#### TASK DATA

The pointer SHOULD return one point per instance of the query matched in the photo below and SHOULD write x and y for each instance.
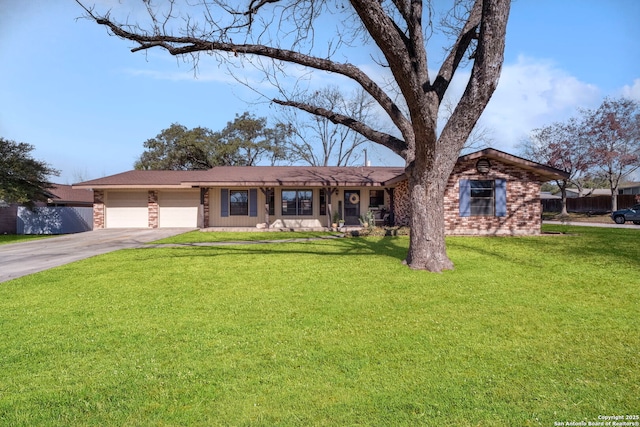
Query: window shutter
(465, 197)
(253, 202)
(501, 197)
(224, 202)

########

:: WORK TO BE COMPLETED ::
Exclude images. Return the data above verbatim.

:: SOLUTION ::
The pointer SHOULD return one point per instance of the query matched in the photo below and SHOULD write x and y for each instance.
Query: window shutter
(465, 197)
(253, 202)
(501, 197)
(224, 202)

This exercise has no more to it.